● **DATASET EXCERPTS**

• • • • • • •

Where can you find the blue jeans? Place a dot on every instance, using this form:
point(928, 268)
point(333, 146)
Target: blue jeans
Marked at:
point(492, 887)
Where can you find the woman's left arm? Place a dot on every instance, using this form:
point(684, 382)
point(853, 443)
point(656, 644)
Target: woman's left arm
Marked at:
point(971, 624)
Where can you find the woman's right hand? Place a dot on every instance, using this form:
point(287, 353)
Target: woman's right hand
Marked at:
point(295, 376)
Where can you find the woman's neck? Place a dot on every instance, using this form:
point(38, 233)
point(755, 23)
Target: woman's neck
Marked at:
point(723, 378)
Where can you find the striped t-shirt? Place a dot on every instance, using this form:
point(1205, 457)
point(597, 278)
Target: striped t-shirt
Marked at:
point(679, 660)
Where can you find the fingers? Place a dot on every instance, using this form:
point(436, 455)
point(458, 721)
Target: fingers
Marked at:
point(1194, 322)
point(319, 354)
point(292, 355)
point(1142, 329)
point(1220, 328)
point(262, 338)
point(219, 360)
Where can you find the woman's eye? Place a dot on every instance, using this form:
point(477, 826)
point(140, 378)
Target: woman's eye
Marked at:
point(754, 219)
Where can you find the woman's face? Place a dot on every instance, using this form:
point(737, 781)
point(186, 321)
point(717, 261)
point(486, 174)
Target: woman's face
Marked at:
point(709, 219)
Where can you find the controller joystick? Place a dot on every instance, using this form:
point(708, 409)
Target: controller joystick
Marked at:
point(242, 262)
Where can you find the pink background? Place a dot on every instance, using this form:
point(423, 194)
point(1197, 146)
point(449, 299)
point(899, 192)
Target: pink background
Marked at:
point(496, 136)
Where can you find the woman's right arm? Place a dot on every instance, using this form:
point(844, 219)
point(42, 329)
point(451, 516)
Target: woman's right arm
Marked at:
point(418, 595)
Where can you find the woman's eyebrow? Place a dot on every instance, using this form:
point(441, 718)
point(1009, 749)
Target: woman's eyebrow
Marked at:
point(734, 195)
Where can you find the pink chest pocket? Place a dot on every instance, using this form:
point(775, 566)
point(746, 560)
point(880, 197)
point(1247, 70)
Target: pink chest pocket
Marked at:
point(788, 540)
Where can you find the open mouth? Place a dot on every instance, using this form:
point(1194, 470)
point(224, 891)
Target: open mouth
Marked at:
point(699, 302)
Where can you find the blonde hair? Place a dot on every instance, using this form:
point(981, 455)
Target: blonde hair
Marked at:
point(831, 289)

• • • • • • •

● **GOAL OF THE EXERCISE**
Rewrite everything from the line containing "Where can you find the pink chest" down to the end of the records, requests included, adding 53 to each coordinate in the answer points.

● **FINISHED TASK**
Where can you find the pink chest pocket? Place a dot on every instance, using this form:
point(775, 566)
point(746, 560)
point(880, 197)
point(1247, 70)
Target: pink chest pocket
Marked at:
point(841, 593)
Where can you find the open mouth? Place a dot on every instance, using this form:
point(1194, 470)
point(224, 891)
Target: open mouth
Marked at:
point(752, 355)
Where can you find the blonde hair? Place a dot on every instance, using this form:
point(981, 455)
Target: blonde hair
Marked at:
point(884, 342)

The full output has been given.